Write out all of the lines below, exactly and completely.

Location annotation dataset excerpts
- - -
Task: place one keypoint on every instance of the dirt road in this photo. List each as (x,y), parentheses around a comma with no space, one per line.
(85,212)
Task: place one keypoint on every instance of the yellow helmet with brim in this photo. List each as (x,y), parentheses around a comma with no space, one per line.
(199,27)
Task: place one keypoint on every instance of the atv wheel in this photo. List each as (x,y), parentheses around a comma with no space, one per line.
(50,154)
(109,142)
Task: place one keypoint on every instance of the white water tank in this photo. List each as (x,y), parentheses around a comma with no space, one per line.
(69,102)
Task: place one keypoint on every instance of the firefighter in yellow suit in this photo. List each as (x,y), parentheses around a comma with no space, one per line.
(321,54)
- - -
■ **TASK OUTPUT**:
Task: place one keypoint on every instance of the dirt road in this photo. List each as (x,y), parentheses around a comma with no space, one per line.
(85,212)
Task: place one keypoint on every instance of the yellow helmet with brim in this photo. List each as (x,y), parentheses around a comma with no space, one per line.
(199,27)
Task: place one keypoint on every instance of the atv wheel in this photo. List each as (x,y), parentheses around a comma with no space, one per line.
(50,154)
(109,142)
Task: place one keypoint on every instance of the white water tank in this photo. List each as (x,y), parentheses around a comma with no space, one per line.
(69,102)
Task: place one keypoint on every instance of the firefighter in yellow suit in this photo. List each as (x,y), parentheses around a comma with no space, one per line.
(321,54)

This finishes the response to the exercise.